• _ИСХОДНЫЙ ТЕКСТ_
::::::

РЕЦЕНЗИИ
Игорь Клех
«Стрекозиные песни» Крусанова
Павел Крусанов. Бессмертник. — СПб.: Амфора, 2000, —
318 с. 5000 экз.
Поэтический дар проявляется, как правило, рано: если к 22
годам не поэт — пиши пропало. Прозаик в таком возрасте только учится ходить
(неученическую прозу в двадцатилетнем возрасте писали, кажется, одни романтики).
Возможно, дело в разнице отношения ко времени: поэзия нацелена на длящееся
настоящее, а проза оперирует и сводит счеты со всеми видами прошедшего — отстоявшегося,
выдержанного, утраченного. Не вся, однако. Крусанов вот пишет свою прозу как
конституционально молодой человек.
Бес аналогий искушает меня: и письмо Павла Крусанова, и его психотип, и даже
внешний облик неодолимо напоминают мне молодого Алексея Парщикова. Парщикова,
основным содержанием поэзии которого была... молодость — а когда она прошла,
улетучились и стихи. Есть еще одна деталь: оба они «южане», и это многое объясняет.
Крусанова в детстве прогрело солнце Египта, да настолько впрок, что он и в
сорокалетнем почти возрасте умудряется находить в «полнощном» Питере солнце
— ловить его, ценить и радоваться ему — редкое для русского писателя свойство!
В своих рассказах он поет «дар бесцельного существования» и право на «отрадную
праздность» — независимо от погоды за окном вечное лето царит на страницах
его прозы. Это бодрая проза, с румянцем на щеках от пульсирующей в жилах крови,
невзирая ни на какие алкогольные «подвиги» (а пьют в его рассказах много —
едва ли не больше, чем в годы «застоя»).
Писатель пишет не то, что хочет, а то, что может (по утверждению прототипа
одного из персонажей Крусанова, известного питерского писателя Б.). Ранние
рассказы Крусанова напоминают более всего своими свежестью и строем «серапионовскую»
(Каверин) или «обэриутскую» (Вагинов) прозу 20-х годов истекшего века — видать,
их потенциал не был исчерпан до конца.
Пусть читатель простит меня, я позволю себе здесь небольшое отступление. Безвозвратно
«тонут» перегруженные значениями и избытком красоты, исполнившие свое назначение
миры и художественные системы (как Атлантида, Эллада или Венеция). Только
то, что в силу каких-то причин не было доведено до конца, может быть воскрешено
и продолжено. В логике существуют так называемые малые и большие квадраты
Вэйча: определенное число параметров (скажем, цвет-рисунок-композиция в живописи)

::::::

• _ВЫБОРКА ДАННЫХ_
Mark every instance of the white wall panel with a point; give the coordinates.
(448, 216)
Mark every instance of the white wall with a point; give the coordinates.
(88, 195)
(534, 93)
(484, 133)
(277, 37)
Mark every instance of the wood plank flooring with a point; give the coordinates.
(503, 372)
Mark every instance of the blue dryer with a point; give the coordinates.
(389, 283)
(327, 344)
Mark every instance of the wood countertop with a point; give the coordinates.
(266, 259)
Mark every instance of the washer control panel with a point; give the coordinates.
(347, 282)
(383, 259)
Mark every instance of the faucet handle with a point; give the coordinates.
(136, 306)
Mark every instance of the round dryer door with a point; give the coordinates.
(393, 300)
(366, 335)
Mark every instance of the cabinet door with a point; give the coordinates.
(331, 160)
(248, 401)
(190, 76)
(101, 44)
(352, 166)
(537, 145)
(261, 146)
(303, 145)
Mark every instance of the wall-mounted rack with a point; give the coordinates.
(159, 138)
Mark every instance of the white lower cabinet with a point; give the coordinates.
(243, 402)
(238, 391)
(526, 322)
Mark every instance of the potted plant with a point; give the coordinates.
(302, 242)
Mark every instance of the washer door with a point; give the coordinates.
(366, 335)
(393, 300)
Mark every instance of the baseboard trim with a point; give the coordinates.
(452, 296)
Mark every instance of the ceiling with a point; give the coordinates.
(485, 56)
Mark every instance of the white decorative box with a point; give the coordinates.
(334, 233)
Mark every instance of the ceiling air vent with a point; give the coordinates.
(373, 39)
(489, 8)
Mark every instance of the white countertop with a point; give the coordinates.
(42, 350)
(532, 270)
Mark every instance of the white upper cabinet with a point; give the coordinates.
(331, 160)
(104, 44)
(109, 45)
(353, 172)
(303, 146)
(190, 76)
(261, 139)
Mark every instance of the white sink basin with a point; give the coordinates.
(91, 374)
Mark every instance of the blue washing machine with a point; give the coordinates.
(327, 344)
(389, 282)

::::::

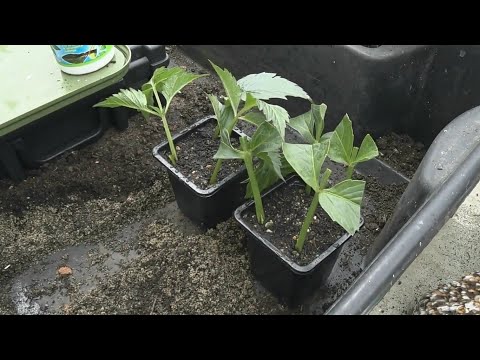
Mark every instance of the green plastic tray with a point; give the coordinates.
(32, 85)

::::::

• _ЗАДАНИЯ_
A - Кого, по словам автора рецензии на «Бессмертник» Крусанова, напоминают ему письмо, психотип и внешний облик Крусанова?
B - Продолжите рецензию на «Бессмертник» Крусанова с того места, на котором она прерывается.

• _ОТВЕТЫ_
A - Молодого Алексея Парщикова.

B -
способно породить ограниченное количество комбинаций (проявленность всех трех
компонентов — высокий реализм; выпадение из триады цвета — эпигонский реализм;
ослабление интереса к цвету и композиции и помешательство на изяществе линии
— модерн; и наоборот: доминирование цвета и композиции — абстракционизм; только
цвета — импрессионизм, постимпрессионизм, фовизм; отсутствие интереса ко всем
перечисленным означает отказ от традиционного живописного канона и переход
к чему-то другому — да-да, инсталляции etc. Добавив салонное требование «сюжета»
или кубистско-супрематической «формы», вы сильно усложните картину, но и тогда
число вариантов останется исчислимым. Механизм описан мной предельно грубо
и, скорей всего, неверно проиллюстрирован, но интуитивно понятен: тавтология
— ужас Бродского — это прижизненная смерть). Когда все допустимые комбинации
оказываются исчерпаны, система окостеневает и «закрывается», насущно-острой
становится необходимость перехода на какие-то отличные от прежних основания.
Так вот, сенсуализм, гедонизм, антипсихологизм (всегда сопутствующие молодости)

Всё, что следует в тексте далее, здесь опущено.